(Challenge) Write out exactly the lines running from the one with "point: clump of" to the end of the data, including both of those lines and excluding pictures.

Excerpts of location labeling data
↓
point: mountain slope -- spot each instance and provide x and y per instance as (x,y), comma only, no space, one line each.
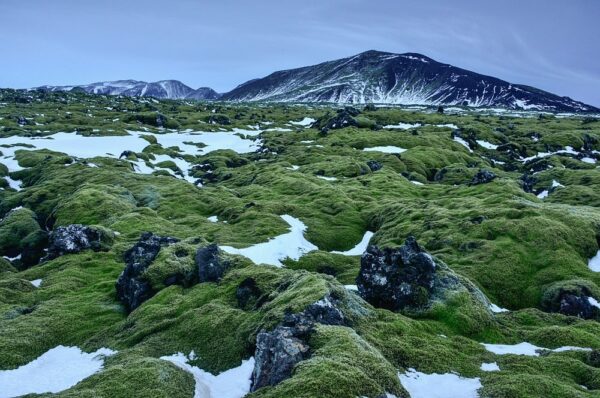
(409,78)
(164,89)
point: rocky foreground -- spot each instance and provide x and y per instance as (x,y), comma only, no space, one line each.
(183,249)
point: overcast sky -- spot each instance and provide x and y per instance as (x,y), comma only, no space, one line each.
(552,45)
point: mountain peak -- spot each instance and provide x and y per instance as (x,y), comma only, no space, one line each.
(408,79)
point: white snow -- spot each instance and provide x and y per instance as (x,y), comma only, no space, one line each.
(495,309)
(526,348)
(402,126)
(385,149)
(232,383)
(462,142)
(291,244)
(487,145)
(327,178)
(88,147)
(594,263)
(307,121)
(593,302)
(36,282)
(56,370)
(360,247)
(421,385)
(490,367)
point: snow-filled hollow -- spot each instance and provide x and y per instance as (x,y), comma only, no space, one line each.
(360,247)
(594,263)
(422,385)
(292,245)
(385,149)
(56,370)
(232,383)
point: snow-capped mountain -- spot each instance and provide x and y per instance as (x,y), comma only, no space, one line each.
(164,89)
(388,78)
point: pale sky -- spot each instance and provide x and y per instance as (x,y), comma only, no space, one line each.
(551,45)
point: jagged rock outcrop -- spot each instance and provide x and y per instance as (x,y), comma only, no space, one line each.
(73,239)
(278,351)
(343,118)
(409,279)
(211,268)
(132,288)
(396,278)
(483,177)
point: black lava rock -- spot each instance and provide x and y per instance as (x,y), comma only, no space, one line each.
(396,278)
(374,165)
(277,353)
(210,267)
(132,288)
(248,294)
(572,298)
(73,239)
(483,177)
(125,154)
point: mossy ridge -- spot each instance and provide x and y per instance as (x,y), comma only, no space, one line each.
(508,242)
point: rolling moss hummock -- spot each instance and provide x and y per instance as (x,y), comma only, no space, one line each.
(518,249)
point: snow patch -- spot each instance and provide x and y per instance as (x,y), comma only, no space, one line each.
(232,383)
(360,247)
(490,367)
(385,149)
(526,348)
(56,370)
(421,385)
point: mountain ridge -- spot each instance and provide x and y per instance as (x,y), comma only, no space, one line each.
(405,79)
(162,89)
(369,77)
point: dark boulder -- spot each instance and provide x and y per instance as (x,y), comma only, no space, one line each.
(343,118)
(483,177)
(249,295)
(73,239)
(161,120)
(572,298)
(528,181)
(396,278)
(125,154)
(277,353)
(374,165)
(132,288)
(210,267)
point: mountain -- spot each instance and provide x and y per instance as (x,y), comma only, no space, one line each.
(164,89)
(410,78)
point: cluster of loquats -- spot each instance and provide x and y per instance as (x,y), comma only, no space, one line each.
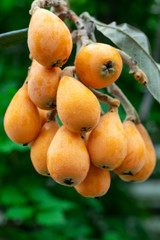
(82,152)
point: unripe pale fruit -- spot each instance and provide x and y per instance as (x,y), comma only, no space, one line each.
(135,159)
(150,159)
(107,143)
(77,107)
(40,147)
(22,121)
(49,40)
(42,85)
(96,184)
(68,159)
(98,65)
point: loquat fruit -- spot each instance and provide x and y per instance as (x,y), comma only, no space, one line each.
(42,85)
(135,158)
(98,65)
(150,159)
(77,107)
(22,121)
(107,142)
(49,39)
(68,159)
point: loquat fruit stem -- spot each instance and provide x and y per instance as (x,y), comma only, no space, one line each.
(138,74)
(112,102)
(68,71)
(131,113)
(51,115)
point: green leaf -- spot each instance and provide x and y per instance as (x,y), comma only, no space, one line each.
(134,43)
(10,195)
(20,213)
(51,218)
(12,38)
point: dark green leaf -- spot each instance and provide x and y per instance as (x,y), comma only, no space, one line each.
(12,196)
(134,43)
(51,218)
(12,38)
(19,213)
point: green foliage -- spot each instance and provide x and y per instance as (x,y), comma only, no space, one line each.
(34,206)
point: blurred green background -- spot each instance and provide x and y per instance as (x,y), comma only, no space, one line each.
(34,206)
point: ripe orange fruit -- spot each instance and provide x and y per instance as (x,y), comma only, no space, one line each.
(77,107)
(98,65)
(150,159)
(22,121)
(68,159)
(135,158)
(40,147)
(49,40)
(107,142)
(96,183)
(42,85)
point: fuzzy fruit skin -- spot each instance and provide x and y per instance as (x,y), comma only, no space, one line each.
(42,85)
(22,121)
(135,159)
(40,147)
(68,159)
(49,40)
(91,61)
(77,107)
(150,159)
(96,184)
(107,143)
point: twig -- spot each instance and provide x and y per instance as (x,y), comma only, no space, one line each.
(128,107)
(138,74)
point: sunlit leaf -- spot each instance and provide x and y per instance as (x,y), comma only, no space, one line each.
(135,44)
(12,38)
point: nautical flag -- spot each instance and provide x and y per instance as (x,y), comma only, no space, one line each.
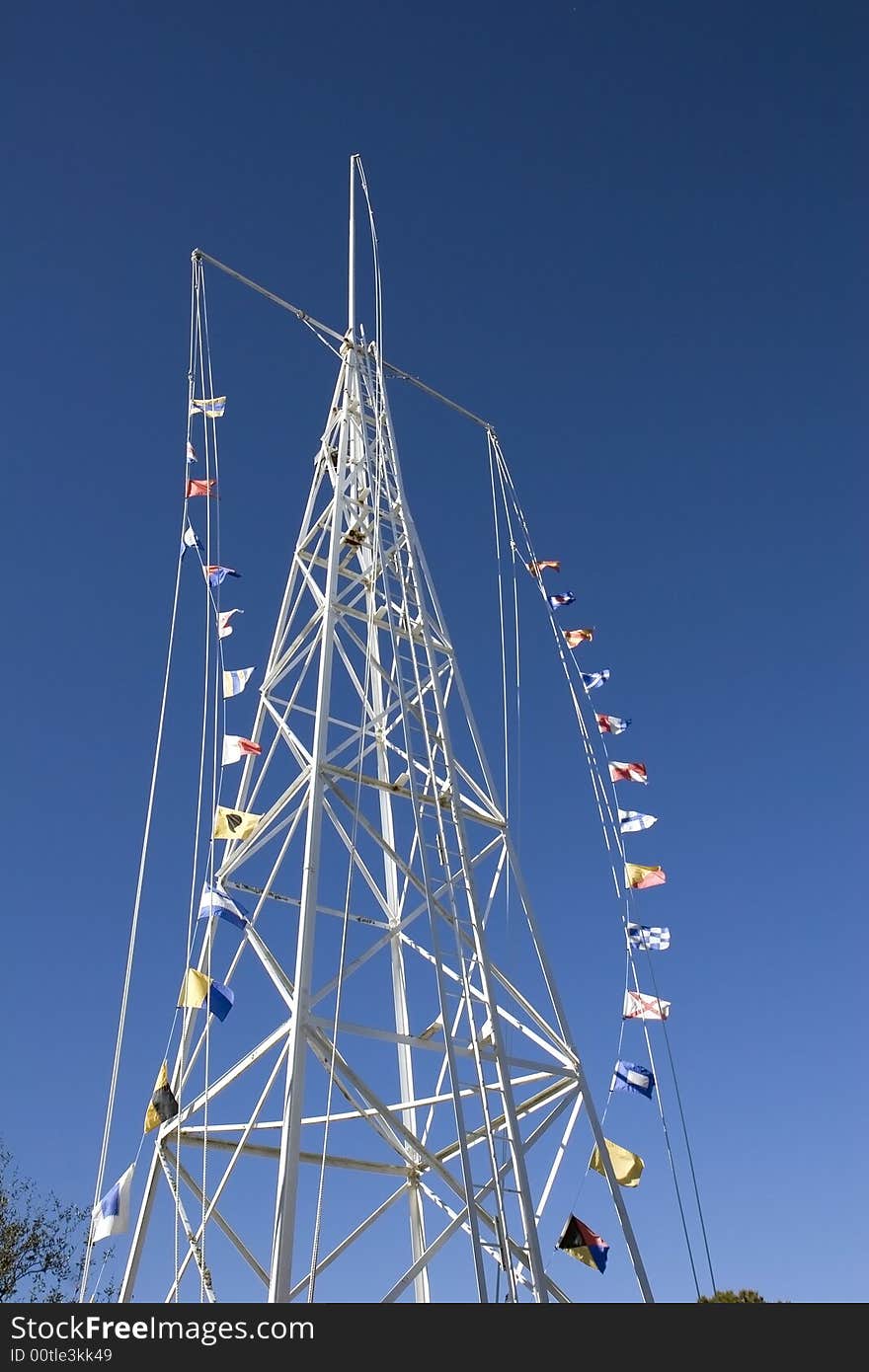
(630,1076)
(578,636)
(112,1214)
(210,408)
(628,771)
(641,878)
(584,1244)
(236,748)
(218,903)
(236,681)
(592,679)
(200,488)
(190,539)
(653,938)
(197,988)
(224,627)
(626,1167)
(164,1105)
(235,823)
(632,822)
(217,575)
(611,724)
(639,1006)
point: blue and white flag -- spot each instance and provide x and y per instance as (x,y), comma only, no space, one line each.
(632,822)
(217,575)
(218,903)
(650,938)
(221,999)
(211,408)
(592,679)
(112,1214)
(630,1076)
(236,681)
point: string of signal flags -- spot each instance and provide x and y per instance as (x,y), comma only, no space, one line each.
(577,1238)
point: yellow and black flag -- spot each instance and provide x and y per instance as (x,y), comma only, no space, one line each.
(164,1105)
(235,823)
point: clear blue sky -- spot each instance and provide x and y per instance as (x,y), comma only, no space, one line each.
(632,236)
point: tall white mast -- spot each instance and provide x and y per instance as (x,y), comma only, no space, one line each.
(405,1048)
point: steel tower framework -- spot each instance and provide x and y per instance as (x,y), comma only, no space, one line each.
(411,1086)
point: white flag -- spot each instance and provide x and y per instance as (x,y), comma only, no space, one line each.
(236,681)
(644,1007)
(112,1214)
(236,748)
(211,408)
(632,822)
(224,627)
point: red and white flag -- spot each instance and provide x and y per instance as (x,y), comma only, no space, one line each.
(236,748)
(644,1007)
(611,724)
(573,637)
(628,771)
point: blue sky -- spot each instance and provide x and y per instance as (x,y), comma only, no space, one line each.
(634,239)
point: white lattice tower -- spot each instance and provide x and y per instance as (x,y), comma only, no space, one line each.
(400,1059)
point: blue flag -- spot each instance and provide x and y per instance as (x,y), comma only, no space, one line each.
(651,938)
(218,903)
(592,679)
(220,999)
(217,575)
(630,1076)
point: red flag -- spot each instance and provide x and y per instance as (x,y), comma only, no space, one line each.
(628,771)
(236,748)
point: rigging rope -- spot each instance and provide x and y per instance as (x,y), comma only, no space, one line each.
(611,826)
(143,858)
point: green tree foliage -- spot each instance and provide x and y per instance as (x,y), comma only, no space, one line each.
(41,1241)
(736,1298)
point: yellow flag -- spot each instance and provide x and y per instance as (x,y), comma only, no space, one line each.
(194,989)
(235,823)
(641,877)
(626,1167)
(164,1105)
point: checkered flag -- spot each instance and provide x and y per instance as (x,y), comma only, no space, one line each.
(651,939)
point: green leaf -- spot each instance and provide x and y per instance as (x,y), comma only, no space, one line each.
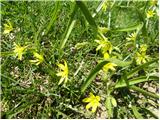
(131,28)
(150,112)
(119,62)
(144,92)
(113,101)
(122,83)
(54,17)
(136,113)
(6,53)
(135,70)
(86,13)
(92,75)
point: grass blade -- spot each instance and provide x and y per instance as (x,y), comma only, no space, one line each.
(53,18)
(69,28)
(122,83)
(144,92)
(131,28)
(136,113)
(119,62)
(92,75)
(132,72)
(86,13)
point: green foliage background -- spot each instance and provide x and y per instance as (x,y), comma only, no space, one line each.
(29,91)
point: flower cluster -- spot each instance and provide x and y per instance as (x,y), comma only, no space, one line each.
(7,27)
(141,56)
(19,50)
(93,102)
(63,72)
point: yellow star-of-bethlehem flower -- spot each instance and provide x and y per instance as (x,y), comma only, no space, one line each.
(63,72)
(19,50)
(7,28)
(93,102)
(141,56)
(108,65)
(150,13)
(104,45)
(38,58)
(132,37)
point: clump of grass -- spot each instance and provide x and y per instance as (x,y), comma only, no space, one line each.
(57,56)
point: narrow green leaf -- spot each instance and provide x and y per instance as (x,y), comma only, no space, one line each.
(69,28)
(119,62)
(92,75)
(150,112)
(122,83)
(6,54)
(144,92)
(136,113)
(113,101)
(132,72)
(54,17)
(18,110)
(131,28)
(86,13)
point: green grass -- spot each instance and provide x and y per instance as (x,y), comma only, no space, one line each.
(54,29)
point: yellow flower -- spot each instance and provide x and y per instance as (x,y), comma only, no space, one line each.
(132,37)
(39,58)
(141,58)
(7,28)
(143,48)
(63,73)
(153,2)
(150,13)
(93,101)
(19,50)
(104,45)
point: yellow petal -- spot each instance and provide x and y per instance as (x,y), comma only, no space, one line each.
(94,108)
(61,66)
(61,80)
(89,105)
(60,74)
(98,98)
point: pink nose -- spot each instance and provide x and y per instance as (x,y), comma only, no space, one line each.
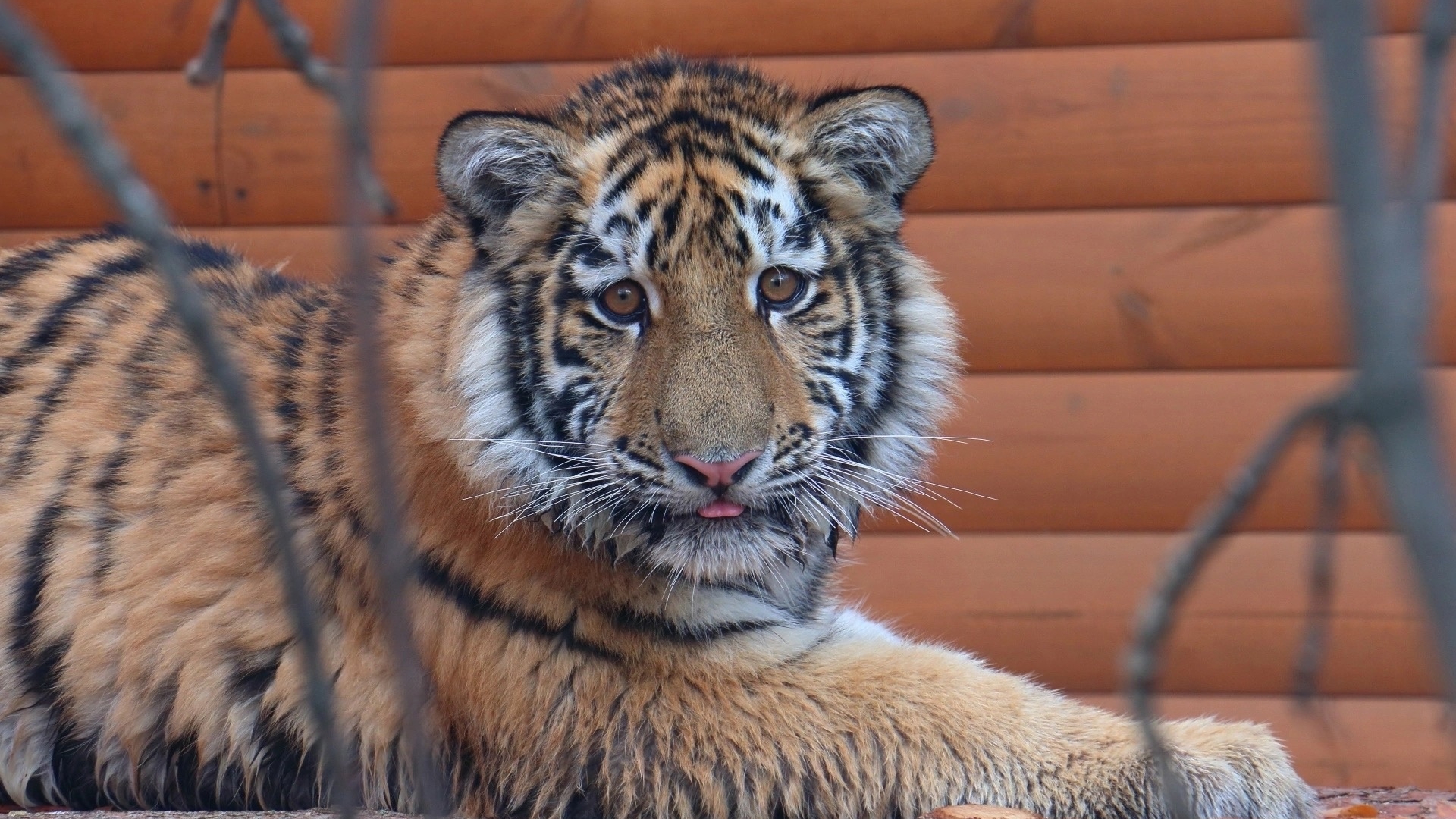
↑
(Finished answer)
point: clump of grass -- spot each instance and provide x and y per instance as (x,y), comma only, no space, one line each.
(57,56)
point: narrow green leaf -- spot each instance and provide x and y per instance as (x,y), comma only, no space, one line each.
(69,28)
(119,62)
(92,75)
(150,112)
(122,83)
(6,54)
(144,92)
(136,113)
(113,101)
(132,72)
(54,17)
(18,110)
(131,28)
(86,13)
point: green grass -- spot each instance and provide x and y per instance as (x,y), comma only, no space, one line each.
(54,29)
point: yellow flower -- spot each instance and provide x and y per instance as (x,y), comma only, no space, one line each.
(132,37)
(39,58)
(141,58)
(7,28)
(143,48)
(63,73)
(153,2)
(150,13)
(93,101)
(19,50)
(104,45)
point: yellow petal -- spot each instance and provide x and y per instance as (x,y), comma only, no space, one line each.
(94,108)
(61,66)
(61,80)
(89,105)
(60,74)
(98,98)
point: pink nose -- spot each instance and provide x and y per instance as (x,y), comma only, no space, one line each.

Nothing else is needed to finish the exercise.